--- WHAT THE TASK ASKS ---
Print again, word for word, all of the records below, and leave the pictures out.
BEGIN SUPPLIED RECORDS
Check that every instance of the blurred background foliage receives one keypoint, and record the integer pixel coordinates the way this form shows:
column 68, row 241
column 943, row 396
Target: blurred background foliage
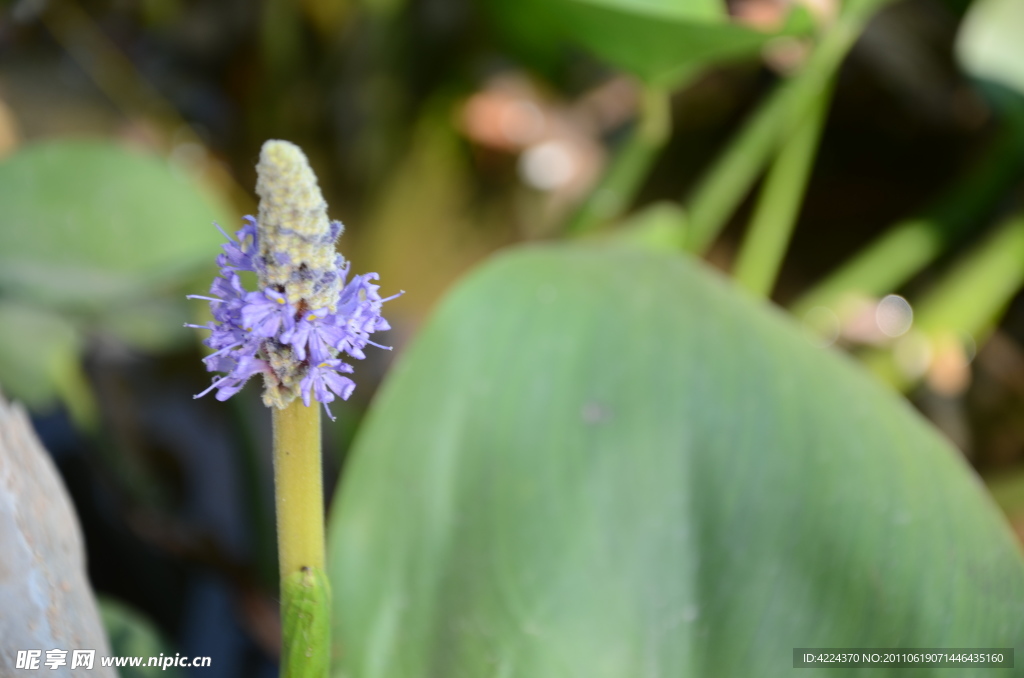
column 827, row 155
END SUPPLIED RECORDS
--- OUTPUT BELOW ---
Check that every instance of the blurred background foliage receives one keypoint, and record the integer pixel coordinates the way this form shows:
column 68, row 241
column 943, row 396
Target: blurred background foliage
column 827, row 155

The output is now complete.